__What you will do__: Please list every line below that contains the word "front".

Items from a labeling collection
▼
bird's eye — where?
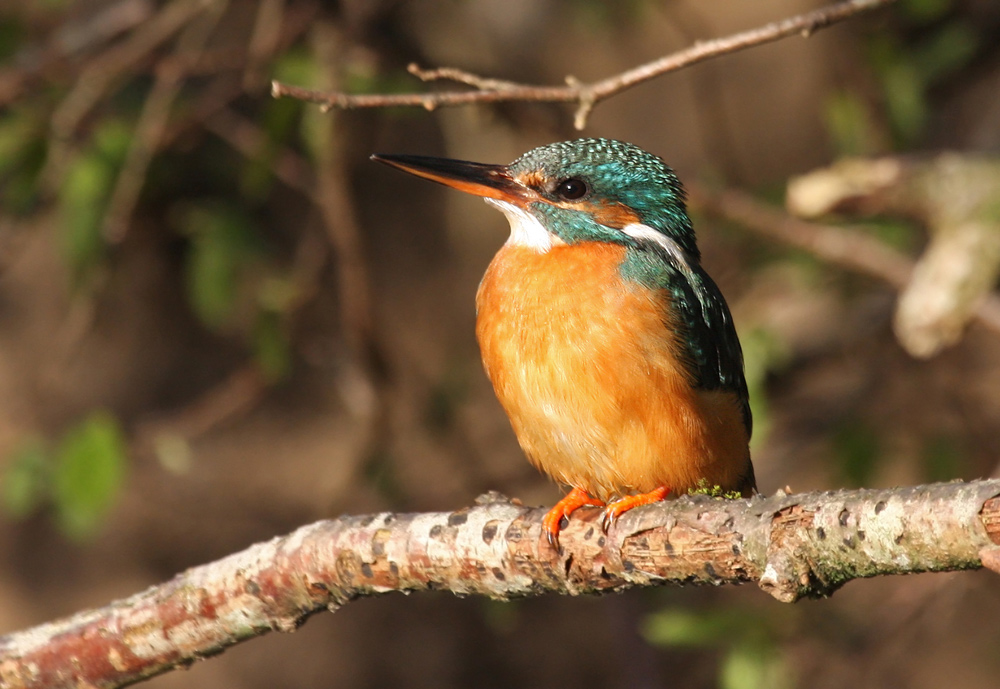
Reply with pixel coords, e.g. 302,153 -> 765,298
556,177 -> 589,201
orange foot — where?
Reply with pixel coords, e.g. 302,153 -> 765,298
542,488 -> 604,550
600,486 -> 670,532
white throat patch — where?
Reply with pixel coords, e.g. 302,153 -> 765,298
485,199 -> 563,253
621,223 -> 691,271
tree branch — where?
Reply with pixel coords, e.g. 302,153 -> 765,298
0,480 -> 1000,689
271,0 -> 895,129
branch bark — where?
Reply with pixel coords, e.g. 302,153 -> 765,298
271,0 -> 895,129
0,480 -> 1000,689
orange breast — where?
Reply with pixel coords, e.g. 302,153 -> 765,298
476,243 -> 750,500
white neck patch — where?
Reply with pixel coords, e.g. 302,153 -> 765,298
621,223 -> 691,271
485,199 -> 564,253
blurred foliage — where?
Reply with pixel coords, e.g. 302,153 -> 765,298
920,434 -> 965,482
643,608 -> 794,689
3,436 -> 52,519
831,418 -> 883,488
825,0 -> 990,151
176,202 -> 262,329
740,328 -> 788,449
3,411 -> 128,540
59,119 -> 132,285
0,107 -> 48,216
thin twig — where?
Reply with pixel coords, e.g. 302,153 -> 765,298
103,0 -> 229,244
271,0 -> 895,129
688,184 -> 1000,333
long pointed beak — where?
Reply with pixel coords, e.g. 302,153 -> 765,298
371,153 -> 528,203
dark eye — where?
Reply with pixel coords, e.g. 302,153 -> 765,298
556,177 -> 589,201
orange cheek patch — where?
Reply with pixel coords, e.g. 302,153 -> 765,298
514,170 -> 545,189
558,201 -> 639,230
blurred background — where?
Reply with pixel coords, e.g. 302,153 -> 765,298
0,0 -> 1000,689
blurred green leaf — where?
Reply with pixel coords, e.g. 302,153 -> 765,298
180,204 -> 259,328
53,411 -> 127,540
253,310 -> 292,381
719,642 -> 792,689
272,48 -> 320,88
882,62 -> 927,146
913,22 -> 980,84
643,608 -> 748,648
832,419 -> 880,487
740,328 -> 788,447
865,217 -> 924,252
3,436 -> 51,519
899,0 -> 953,23
824,91 -> 877,156
240,98 -> 303,201
0,110 -> 47,214
921,435 -> 964,482
59,121 -> 130,281
0,16 -> 24,62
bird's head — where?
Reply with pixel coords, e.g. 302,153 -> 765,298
372,139 -> 699,261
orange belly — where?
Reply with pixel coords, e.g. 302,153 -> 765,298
476,243 -> 752,501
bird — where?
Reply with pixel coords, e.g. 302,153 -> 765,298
372,138 -> 757,549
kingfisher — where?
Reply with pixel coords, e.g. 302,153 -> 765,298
372,138 -> 756,549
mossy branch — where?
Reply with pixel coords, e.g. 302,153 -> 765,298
0,480 -> 1000,689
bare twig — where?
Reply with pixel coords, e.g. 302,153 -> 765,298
271,0 -> 894,129
42,0 -> 211,188
104,0 -> 229,244
0,480 -> 1000,689
688,184 -> 1000,333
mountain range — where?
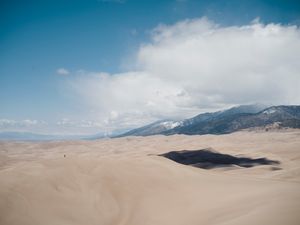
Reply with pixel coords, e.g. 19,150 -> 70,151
117,104 -> 300,137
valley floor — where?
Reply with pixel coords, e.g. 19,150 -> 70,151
0,130 -> 300,225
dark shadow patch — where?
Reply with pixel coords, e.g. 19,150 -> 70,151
159,149 -> 280,169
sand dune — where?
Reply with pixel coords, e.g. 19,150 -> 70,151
0,130 -> 300,225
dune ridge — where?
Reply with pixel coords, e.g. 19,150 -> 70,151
0,130 -> 300,225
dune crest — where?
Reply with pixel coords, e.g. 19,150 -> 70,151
0,130 -> 300,225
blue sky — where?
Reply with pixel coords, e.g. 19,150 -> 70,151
0,0 -> 300,133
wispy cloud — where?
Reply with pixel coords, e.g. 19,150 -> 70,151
98,0 -> 126,3
56,68 -> 70,75
70,18 -> 300,131
0,119 -> 47,128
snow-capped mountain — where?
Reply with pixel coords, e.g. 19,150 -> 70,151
117,104 -> 300,136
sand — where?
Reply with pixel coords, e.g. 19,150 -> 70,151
0,130 -> 300,225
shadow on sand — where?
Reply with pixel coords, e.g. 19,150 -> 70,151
159,149 -> 280,169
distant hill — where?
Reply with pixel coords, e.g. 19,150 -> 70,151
0,132 -> 104,141
116,104 -> 300,136
115,120 -> 182,137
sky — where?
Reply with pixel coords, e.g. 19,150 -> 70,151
0,0 -> 300,134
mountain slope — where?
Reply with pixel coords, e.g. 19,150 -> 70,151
120,104 -> 300,136
163,106 -> 300,135
117,120 -> 181,137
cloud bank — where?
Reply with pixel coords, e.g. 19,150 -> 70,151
69,18 -> 300,129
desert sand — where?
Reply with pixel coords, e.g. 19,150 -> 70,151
0,130 -> 300,225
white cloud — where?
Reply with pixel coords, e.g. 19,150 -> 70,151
56,68 -> 70,75
70,18 -> 300,129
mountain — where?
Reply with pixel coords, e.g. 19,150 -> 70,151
163,106 -> 300,135
115,120 -> 181,137
117,104 -> 300,136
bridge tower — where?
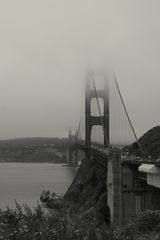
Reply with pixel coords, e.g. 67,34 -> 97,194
85,74 -> 109,149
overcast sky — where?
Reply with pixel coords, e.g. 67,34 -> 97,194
0,0 -> 160,139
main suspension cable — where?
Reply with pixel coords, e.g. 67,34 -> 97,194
113,72 -> 144,155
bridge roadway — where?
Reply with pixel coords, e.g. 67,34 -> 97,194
74,143 -> 160,171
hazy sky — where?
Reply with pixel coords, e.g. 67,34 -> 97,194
0,0 -> 160,139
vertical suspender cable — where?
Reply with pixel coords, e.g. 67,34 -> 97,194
113,72 -> 144,155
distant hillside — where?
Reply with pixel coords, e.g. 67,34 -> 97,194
125,126 -> 160,158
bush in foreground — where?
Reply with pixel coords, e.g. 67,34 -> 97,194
0,204 -> 85,240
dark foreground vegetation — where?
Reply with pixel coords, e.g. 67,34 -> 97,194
0,157 -> 160,240
126,126 -> 160,159
0,127 -> 160,240
0,203 -> 160,240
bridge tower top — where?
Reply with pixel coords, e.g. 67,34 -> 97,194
85,73 -> 109,148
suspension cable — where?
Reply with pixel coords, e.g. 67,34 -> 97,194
92,73 -> 109,147
113,72 -> 144,155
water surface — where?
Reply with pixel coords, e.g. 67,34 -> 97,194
0,163 -> 76,209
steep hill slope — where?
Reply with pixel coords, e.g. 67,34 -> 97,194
125,126 -> 160,158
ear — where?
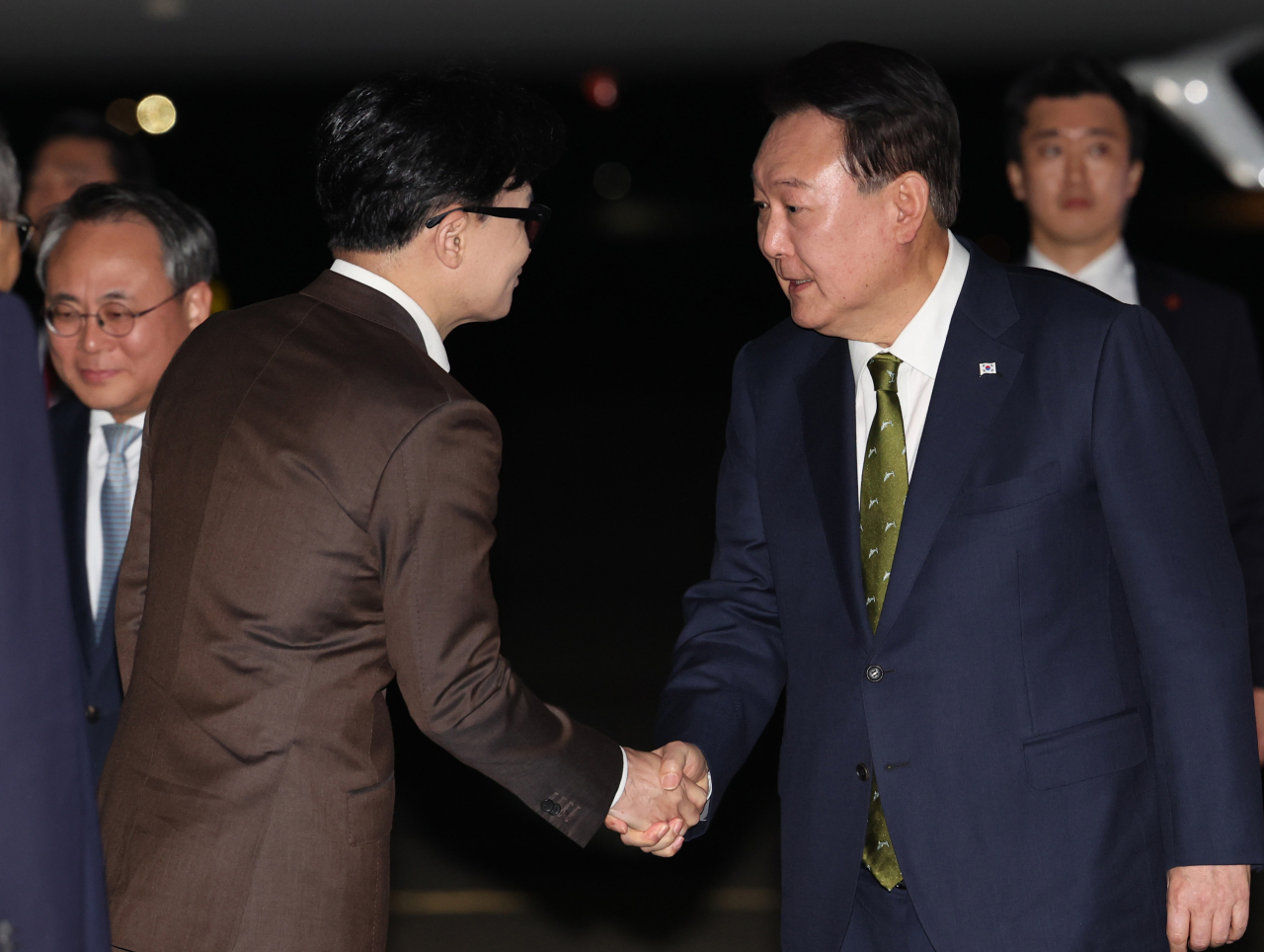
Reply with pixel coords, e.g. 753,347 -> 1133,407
889,172 -> 930,244
1128,159 -> 1146,198
431,211 -> 470,268
1005,162 -> 1026,202
185,280 -> 212,330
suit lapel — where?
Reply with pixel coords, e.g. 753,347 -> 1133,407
50,393 -> 96,668
798,339 -> 871,637
879,253 -> 1023,635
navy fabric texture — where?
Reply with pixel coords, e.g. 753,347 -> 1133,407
1135,258 -> 1264,687
658,248 -> 1264,952
49,391 -> 122,781
0,294 -> 110,952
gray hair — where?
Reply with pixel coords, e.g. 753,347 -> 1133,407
36,182 -> 220,293
0,138 -> 22,221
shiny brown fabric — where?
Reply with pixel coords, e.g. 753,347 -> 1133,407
100,272 -> 622,952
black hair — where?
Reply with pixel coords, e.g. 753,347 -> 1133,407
1005,53 -> 1146,162
31,109 -> 154,187
316,68 -> 563,252
764,40 -> 961,227
36,182 -> 220,292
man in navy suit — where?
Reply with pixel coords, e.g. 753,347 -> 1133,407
647,43 -> 1264,952
37,185 -> 216,779
1005,53 -> 1264,763
0,139 -> 110,952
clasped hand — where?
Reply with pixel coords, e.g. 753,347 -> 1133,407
605,741 -> 708,856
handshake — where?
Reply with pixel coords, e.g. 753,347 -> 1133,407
605,741 -> 710,857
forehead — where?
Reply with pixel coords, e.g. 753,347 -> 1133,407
32,135 -> 114,179
48,217 -> 166,285
753,109 -> 843,189
1024,92 -> 1128,138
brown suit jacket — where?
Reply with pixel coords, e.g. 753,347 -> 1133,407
100,272 -> 622,952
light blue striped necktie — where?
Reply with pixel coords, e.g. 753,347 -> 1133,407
96,424 -> 140,645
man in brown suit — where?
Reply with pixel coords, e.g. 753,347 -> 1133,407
100,72 -> 705,952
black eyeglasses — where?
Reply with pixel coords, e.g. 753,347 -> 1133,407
0,215 -> 36,252
426,204 -> 552,244
44,288 -> 189,338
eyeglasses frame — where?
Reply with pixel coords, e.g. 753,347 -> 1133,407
44,287 -> 189,340
425,202 -> 552,242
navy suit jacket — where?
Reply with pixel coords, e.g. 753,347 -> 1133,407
0,293 -> 110,952
49,391 -> 122,780
659,248 -> 1264,952
1135,258 -> 1264,687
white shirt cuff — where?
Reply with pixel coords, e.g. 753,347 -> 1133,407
610,748 -> 628,811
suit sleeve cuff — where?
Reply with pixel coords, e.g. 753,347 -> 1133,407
610,748 -> 629,811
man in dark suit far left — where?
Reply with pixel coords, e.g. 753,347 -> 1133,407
0,139 -> 110,952
37,184 -> 217,779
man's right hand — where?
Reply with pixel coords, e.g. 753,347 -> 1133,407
605,748 -> 707,856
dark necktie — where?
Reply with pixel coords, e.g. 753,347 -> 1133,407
96,424 -> 140,645
861,354 -> 908,890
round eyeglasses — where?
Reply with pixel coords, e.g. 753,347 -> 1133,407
44,288 -> 187,338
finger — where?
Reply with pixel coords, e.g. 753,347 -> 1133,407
1209,909 -> 1233,948
619,822 -> 672,847
1189,909 -> 1211,952
655,741 -> 689,790
1168,906 -> 1189,952
641,831 -> 683,854
1228,903 -> 1251,942
654,837 -> 685,858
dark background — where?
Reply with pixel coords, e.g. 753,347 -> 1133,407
0,49 -> 1264,949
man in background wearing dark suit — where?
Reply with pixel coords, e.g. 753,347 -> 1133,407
0,133 -> 110,952
659,43 -> 1264,952
37,185 -> 217,777
1005,54 -> 1264,763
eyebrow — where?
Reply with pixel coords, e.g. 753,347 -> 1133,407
1031,126 -> 1119,139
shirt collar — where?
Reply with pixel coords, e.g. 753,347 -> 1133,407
87,410 -> 145,430
848,231 -> 970,385
329,258 -> 451,373
1026,239 -> 1137,303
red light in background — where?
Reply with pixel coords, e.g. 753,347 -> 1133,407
581,69 -> 619,109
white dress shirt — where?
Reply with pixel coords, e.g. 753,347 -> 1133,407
329,258 -> 452,373
83,410 -> 145,618
848,233 -> 970,506
1026,239 -> 1142,305
331,258 -> 637,808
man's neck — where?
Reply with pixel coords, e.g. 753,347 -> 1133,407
1031,226 -> 1121,275
334,247 -> 460,339
843,229 -> 949,348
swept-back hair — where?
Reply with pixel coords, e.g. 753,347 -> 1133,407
316,68 -> 563,252
764,40 -> 961,227
36,182 -> 220,290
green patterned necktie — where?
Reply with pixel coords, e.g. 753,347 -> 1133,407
861,354 -> 908,890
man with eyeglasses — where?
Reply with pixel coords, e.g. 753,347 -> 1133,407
37,184 -> 217,777
92,71 -> 707,952
0,138 -> 110,952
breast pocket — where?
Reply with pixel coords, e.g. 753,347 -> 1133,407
952,460 -> 1062,516
1023,709 -> 1147,790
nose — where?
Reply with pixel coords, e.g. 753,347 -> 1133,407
758,211 -> 793,261
78,317 -> 114,354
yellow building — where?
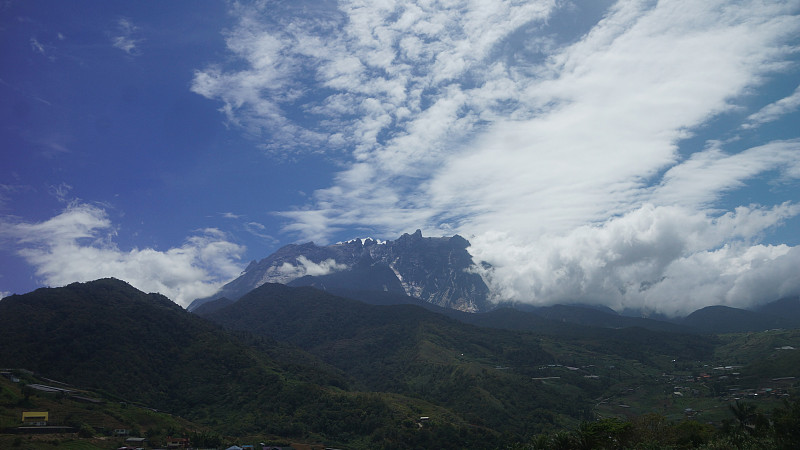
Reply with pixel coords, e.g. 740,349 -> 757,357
22,411 -> 50,425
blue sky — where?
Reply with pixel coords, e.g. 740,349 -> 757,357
0,0 -> 800,314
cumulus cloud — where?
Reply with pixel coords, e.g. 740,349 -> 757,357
0,203 -> 244,306
111,17 -> 142,55
192,0 -> 800,313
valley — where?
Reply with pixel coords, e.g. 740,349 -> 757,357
0,279 -> 800,449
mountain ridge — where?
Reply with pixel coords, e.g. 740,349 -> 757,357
187,230 -> 491,312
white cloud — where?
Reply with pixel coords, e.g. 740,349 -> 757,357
277,256 -> 347,281
193,0 -> 800,313
742,86 -> 800,129
111,17 -> 143,55
471,204 -> 800,314
0,203 -> 244,306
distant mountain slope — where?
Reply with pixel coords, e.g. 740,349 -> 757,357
197,284 -> 713,432
681,305 -> 794,334
188,230 -> 490,311
0,279 -> 476,448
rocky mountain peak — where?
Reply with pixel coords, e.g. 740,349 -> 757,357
189,230 -> 489,312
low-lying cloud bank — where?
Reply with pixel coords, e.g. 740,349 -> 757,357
0,203 -> 244,307
470,204 -> 800,315
192,0 -> 800,314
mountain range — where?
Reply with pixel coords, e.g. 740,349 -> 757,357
188,230 -> 491,312
188,230 -> 800,333
0,279 -> 800,449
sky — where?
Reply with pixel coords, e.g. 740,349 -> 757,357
0,0 -> 800,315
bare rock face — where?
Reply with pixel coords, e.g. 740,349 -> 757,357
188,230 -> 489,312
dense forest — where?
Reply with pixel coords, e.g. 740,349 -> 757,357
0,279 -> 800,449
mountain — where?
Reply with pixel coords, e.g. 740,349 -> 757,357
680,304 -> 798,334
0,279 -> 484,448
188,230 -> 491,312
198,283 -> 713,434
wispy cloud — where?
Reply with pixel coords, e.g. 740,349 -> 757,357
192,0 -> 800,312
0,203 -> 244,306
742,86 -> 800,129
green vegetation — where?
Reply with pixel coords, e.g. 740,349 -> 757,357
0,280 -> 800,449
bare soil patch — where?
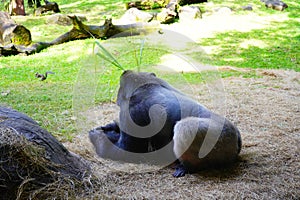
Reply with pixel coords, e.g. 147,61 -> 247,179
65,69 -> 300,199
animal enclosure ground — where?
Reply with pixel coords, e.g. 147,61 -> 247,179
65,68 -> 300,199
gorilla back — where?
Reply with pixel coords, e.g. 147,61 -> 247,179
90,71 -> 241,177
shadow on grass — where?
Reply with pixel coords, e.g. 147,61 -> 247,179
201,20 -> 300,71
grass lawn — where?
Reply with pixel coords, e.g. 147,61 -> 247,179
0,0 -> 300,141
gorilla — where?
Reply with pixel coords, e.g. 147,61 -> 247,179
89,70 -> 242,177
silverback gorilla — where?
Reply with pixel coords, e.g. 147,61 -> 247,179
89,70 -> 241,177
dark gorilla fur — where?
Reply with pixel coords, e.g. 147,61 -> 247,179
89,71 -> 241,177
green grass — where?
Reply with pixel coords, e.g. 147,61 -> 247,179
0,0 -> 300,140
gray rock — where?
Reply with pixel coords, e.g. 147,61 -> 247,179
242,5 -> 253,11
179,6 -> 202,21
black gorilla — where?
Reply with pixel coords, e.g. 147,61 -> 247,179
89,71 -> 241,177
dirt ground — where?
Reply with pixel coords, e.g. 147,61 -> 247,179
65,69 -> 300,199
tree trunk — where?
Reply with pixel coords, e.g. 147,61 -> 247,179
9,0 -> 26,15
0,106 -> 91,199
0,11 -> 31,46
35,1 -> 60,15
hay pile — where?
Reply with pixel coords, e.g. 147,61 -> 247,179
66,69 -> 300,199
0,126 -> 103,200
0,69 -> 300,199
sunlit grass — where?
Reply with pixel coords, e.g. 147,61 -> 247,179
0,0 -> 300,140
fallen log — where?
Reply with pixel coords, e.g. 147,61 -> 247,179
35,0 -> 60,15
0,11 -> 31,46
0,16 -> 158,56
0,106 -> 91,199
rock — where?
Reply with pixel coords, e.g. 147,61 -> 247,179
46,13 -> 87,26
179,6 -> 202,21
242,5 -> 253,11
120,8 -> 153,23
261,0 -> 288,11
156,8 -> 177,24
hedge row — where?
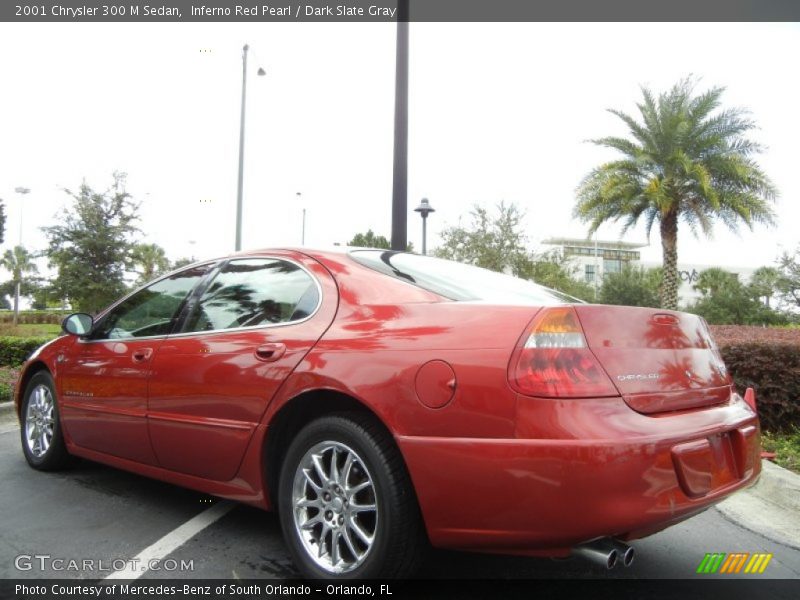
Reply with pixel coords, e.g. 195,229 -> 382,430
0,311 -> 68,325
0,336 -> 53,367
711,325 -> 800,431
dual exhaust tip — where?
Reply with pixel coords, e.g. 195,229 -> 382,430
572,538 -> 636,569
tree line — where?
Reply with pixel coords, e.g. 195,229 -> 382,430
348,202 -> 800,325
0,172 -> 191,313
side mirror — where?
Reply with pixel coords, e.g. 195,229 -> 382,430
61,313 -> 94,335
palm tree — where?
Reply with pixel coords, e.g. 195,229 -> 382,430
575,78 -> 777,310
0,246 -> 39,327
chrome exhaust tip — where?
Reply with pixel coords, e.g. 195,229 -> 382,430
613,540 -> 636,567
572,538 -> 620,569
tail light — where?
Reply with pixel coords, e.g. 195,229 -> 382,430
508,306 -> 619,398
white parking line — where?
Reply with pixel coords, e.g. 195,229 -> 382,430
106,500 -> 236,579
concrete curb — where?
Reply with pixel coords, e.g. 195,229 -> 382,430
716,460 -> 800,549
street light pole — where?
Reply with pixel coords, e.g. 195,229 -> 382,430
414,198 -> 436,255
391,0 -> 409,251
297,192 -> 306,246
11,187 -> 31,327
235,44 -> 266,252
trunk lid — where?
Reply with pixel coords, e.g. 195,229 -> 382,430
575,304 -> 731,414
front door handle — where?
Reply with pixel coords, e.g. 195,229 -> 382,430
131,348 -> 153,362
256,342 -> 286,362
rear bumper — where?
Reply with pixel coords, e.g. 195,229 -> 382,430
398,395 -> 761,555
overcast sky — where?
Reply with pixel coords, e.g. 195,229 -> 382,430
0,23 -> 800,274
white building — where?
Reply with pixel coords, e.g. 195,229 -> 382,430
542,238 -> 755,304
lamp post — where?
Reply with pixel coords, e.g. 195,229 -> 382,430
235,44 -> 266,252
414,198 -> 436,254
297,192 -> 306,246
391,0 -> 409,251
11,187 -> 31,327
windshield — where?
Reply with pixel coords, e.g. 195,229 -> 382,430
350,250 -> 583,305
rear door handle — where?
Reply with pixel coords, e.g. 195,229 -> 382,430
256,342 -> 286,362
131,348 -> 153,362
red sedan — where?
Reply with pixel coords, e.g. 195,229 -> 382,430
16,250 -> 761,578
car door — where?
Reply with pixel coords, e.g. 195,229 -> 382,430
58,265 -> 209,464
148,255 -> 336,481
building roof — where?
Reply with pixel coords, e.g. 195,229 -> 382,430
542,238 -> 650,250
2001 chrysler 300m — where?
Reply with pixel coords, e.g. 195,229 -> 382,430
16,250 -> 760,578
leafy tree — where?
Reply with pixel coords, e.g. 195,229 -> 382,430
750,267 -> 781,308
598,264 -> 661,308
0,198 -> 6,244
44,173 -> 138,313
689,268 -> 787,325
777,248 -> 800,306
520,251 -> 594,300
347,229 -> 392,250
130,244 -> 170,285
0,246 -> 39,326
575,78 -> 776,309
434,202 -> 531,277
31,281 -> 64,310
434,202 -> 593,298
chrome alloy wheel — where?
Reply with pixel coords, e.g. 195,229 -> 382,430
25,385 -> 55,458
292,441 -> 380,574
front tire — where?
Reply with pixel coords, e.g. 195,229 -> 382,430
278,413 -> 426,579
20,371 -> 70,471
▲
__Result of this task__:
front door handle — where?
front tire — where?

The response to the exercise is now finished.